**YOUR INSTRUCTIONS**
Copy out every line in the items below that contains the word "standing".

**DATA TO PROCESS**

◇ ◇ ◇ ◇ ◇ ◇ ◇

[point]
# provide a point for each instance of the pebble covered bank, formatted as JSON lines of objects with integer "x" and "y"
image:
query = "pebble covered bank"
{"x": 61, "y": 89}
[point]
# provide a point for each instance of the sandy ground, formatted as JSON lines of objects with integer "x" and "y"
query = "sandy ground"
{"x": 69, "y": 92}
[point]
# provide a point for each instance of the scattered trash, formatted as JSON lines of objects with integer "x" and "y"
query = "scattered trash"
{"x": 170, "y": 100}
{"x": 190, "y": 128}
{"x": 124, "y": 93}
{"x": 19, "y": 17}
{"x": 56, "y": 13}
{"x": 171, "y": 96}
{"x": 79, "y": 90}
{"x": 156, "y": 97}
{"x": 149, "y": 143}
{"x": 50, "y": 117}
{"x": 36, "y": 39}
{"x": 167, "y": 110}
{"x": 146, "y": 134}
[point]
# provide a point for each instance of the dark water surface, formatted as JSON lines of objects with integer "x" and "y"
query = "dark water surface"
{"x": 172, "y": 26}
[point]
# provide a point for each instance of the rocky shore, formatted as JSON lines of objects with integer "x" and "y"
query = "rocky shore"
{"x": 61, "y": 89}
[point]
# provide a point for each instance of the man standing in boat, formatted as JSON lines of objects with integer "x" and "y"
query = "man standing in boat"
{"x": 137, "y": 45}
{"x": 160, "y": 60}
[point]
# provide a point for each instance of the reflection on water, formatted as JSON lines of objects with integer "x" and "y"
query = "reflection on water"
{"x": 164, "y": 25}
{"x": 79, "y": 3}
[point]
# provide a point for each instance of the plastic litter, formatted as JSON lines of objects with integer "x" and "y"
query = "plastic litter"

◇ ◇ ◇ ◇ ◇ ◇ ◇

**WRITTEN REPLY**
# provide a point for each instance of the man standing in boat, formatted as JSON lines of objects with integer "x" and "y"
query = "man standing in boat"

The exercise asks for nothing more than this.